- THE REQUEST
Please retype the records below exactly, leaving out any pictures.

----- RECORDS SUPPLIED

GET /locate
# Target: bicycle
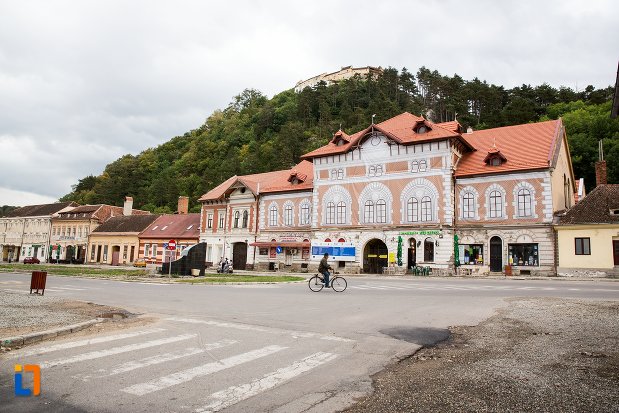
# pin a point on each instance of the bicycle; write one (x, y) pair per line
(317, 283)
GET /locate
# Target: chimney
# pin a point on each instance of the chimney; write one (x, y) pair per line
(183, 205)
(600, 173)
(128, 206)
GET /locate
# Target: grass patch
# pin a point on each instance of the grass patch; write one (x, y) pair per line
(59, 269)
(229, 278)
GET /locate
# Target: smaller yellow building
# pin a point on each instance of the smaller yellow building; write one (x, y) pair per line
(588, 235)
(116, 241)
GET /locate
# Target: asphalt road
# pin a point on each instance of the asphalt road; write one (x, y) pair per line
(249, 348)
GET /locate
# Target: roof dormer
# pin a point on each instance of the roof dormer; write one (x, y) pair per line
(495, 157)
(421, 126)
(296, 177)
(340, 138)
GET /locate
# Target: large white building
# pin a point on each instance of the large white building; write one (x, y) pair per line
(25, 232)
(401, 191)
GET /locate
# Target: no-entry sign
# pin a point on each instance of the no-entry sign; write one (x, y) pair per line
(172, 245)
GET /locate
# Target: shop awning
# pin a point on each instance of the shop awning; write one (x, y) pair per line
(283, 244)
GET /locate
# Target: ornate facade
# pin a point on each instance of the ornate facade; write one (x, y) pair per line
(404, 190)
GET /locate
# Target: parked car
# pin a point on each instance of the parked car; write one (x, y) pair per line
(140, 262)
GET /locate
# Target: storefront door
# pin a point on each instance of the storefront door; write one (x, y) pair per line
(412, 253)
(239, 256)
(496, 254)
(375, 257)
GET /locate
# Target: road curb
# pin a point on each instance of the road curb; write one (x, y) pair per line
(44, 335)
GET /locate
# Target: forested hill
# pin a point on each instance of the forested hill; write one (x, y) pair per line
(256, 134)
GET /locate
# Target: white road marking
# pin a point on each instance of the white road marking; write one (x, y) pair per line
(234, 394)
(293, 333)
(217, 324)
(203, 370)
(96, 340)
(117, 350)
(157, 359)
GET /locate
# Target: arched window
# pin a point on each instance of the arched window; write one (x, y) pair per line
(341, 212)
(524, 203)
(368, 212)
(288, 221)
(273, 216)
(412, 210)
(245, 218)
(496, 204)
(426, 209)
(468, 205)
(381, 211)
(330, 213)
(423, 165)
(305, 214)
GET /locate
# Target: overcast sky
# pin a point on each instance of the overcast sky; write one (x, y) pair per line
(85, 82)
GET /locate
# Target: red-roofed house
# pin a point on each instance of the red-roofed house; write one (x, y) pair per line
(247, 217)
(404, 181)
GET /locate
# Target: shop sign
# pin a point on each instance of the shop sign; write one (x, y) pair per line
(425, 232)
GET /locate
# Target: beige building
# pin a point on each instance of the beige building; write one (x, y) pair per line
(25, 232)
(346, 72)
(116, 241)
(70, 229)
(405, 184)
(588, 235)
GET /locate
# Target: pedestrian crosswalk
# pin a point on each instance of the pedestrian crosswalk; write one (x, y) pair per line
(148, 364)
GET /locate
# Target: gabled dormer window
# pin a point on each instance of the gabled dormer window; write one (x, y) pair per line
(495, 158)
(421, 127)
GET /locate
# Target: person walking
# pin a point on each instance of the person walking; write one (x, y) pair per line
(324, 268)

----------

- COMPLETED TASK
GET /locate
# Target: bicycle
# pin a point on each instance of the bicycle; write one (x, y) pair per line
(317, 283)
GET /locate
# Target: chimney
# pin a point on each instance of the chimney; write one (x, y) pair per line
(183, 205)
(600, 173)
(128, 206)
GET /locate
# Target: grass patch
# pin a point on each instance of the grass patch; write one (x, y) pair per line
(59, 269)
(229, 278)
GET /locate
# Target: smaller yellow building
# pin a point on each instance of the smaller yellow building; write one (x, y) pair per line
(588, 235)
(116, 241)
GET /locate
# Target: asphalt road
# pin a point on each instance of the asphalt road; write one (x, y) pair per line
(249, 348)
GET /locate
# Target: roof dormer
# pin a point on each instance of the roof dormer; write one (x, y) pair per line
(495, 157)
(421, 126)
(296, 177)
(340, 138)
GET /locate
# Target: large white building
# pin a point on each instance of the large white building; write one (x, y) pair per line
(25, 232)
(401, 191)
GET /locate
# Target: no-entry sign
# pin a point on each instance of the no-entry sign; write one (x, y) pair per line
(172, 245)
GET /locate
# Target: shop awning
# pin a point on each instance of the shop awning; write one (x, y) pair per line
(283, 244)
GET /locate
# Target: ornate facade
# pin a point on each instance of the ornate facade; write one (x, y) pair per line
(404, 190)
GET /locate
# Target: parked car
# pin a point on each instance of the parked car; write one (x, y) pair per line
(140, 262)
GET /locate
# Target: storefront door
# pin a point on each instance of the storefront door; write one (x, y) pair per line
(412, 253)
(239, 256)
(496, 254)
(375, 257)
GET /locate
# Target: road curb
# pin a point on each instance of the road curb; write one (x, y) pair per line
(44, 335)
GET /locate
# Target: forested hill
# pin a point on each instance of the forested hill; write one (x, y) pair per line
(256, 134)
GET /locate
# Target: white road marking
# pin a point on each instance of the white road marking; write one (x, y) pair per line
(234, 394)
(293, 333)
(217, 324)
(203, 370)
(96, 340)
(117, 350)
(157, 359)
GET /locate
# Target: arched window
# pin a point on each instance of the arched window; write one (x, y) pair per line
(341, 212)
(524, 203)
(368, 212)
(288, 221)
(273, 216)
(412, 210)
(245, 218)
(496, 204)
(426, 209)
(468, 205)
(381, 211)
(330, 213)
(423, 165)
(305, 214)
GET /locate
# Target: overcast sky
# pin a point on each instance of the overcast sky; write one (x, y) pair per line
(85, 82)
GET /locate
# Target: red-roofed house
# pin a point on each instance of the red-roofed house; write one (x, y) pair per line
(247, 217)
(404, 181)
GET /locate
# Target: shop sign
# pin a point on each instance of the shop sign; write one (x, y) pair per line
(425, 232)
GET /locate
# Target: beige building
# pin a point on each instance of the beige building; write one (x, y) pair per line
(25, 232)
(346, 72)
(116, 241)
(70, 229)
(405, 184)
(588, 235)
GET /locate
# Target: pedestrian crosswalk
# pin a point on each instance of the pedestrian crosswalk; write one (x, y) pair per line
(148, 364)
GET /locate
# Target: gabled dormer window
# pin a point on each instance of the gabled dormer window; write one (x, y) pair per line
(495, 158)
(421, 127)
GET /locate
# Target: person walking
# pin a point on each instance of the person walking; write one (x, y) pair per line
(324, 268)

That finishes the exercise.